(Beginning of Passage)

ON A DAY LIVED IN HEAVEN, BABIES SWEEP GIANTS, 13-7, 5-2.

It was a great day for autmnally roaring vintage base ball at the  George Ranch yesterday as the Houston Babies squared off against the local Richmond Giants yesterday, October 24, 2009. Only the date claimed anchorage in the 21st century. Everything else suggested that we had all, finally and at last, found our way through that time warp into the 19th century romper room of baseball’s infancy as the national pastime, when it was a game played without gloves and with abundant fortitude for the contest that needed two words, “base ball,” to describe itself.

SKIPPER BOB DORRILL'S MODEL T STYLE SUITS BABIES TO A T!

SKIPPER BOB DORRILL'S MODEL T STYLE SUITS BABIES TO A T!

 Some Babies players arrived for the 10:30 AM scheduled twin bill with the Giants by automobile. They parked their vehicles with the same kind of finely-tuned precision and machine-powered mechanization that goes into their approach to team-victorious vintage 19th century base ball – when no one had even heard of a Model T and most simply laughed at the concept of a horseless carriage!

NEVER LOOK BACK. SOMETHING MIGHT BE GAINING ON YOU.

NEVER LOOK BACK. SOMETHING MIGHT BE GAINING ON YOU.

Four of ten members who attempted coming by bicycle out the Southwest Freeway also arrived, but we’ll take a .400 arrival percentage any day of the week and twice on a perfect Saturday Game Day in October. We tried to get our cyclists, especially, to heed the wisdom of the wonderful Satchel Paige about the danger of looking back. Too bad about the deep sixers we lost. We simply feel fortunate that 40% actually did heed the warning . Had we lost those four players too, we would have faced the perils of renegotiation on our double game contract and possible forfeiture to the Richmond club.

(End of Passage)

» **What needs to be done**:
Using the base ball game report above, answer these questions:
1. On what date did the Houston Babies play the Richmond Giants?
2. At what time was the twin bill scheduled?
3. How many of the ten members who tried coming by bicycle arrived?

(Beginning of Information shown)

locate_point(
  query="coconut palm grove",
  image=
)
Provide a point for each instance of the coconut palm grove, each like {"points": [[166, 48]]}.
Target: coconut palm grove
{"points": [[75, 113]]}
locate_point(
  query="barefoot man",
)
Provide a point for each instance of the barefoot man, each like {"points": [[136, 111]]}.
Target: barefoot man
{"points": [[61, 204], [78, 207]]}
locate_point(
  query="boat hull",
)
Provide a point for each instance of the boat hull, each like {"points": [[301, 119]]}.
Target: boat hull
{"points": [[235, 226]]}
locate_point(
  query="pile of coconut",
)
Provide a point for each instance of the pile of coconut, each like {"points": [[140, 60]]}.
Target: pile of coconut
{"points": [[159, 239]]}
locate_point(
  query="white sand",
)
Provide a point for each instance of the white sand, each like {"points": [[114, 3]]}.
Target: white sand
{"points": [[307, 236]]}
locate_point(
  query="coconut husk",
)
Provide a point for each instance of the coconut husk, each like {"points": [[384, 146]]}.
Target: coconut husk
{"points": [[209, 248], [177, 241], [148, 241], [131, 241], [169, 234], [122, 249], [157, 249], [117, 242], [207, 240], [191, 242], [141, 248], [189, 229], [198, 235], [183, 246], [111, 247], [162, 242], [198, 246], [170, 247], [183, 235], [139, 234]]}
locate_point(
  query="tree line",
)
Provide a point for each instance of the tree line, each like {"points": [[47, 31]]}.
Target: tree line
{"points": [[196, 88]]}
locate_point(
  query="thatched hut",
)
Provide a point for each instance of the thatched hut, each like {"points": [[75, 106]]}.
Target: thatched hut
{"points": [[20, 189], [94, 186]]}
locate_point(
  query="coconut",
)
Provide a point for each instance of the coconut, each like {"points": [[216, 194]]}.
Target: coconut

(End of Information shown)

» **The completed task**:
1. October 24, 2009
2. 10:30 AM
3. Four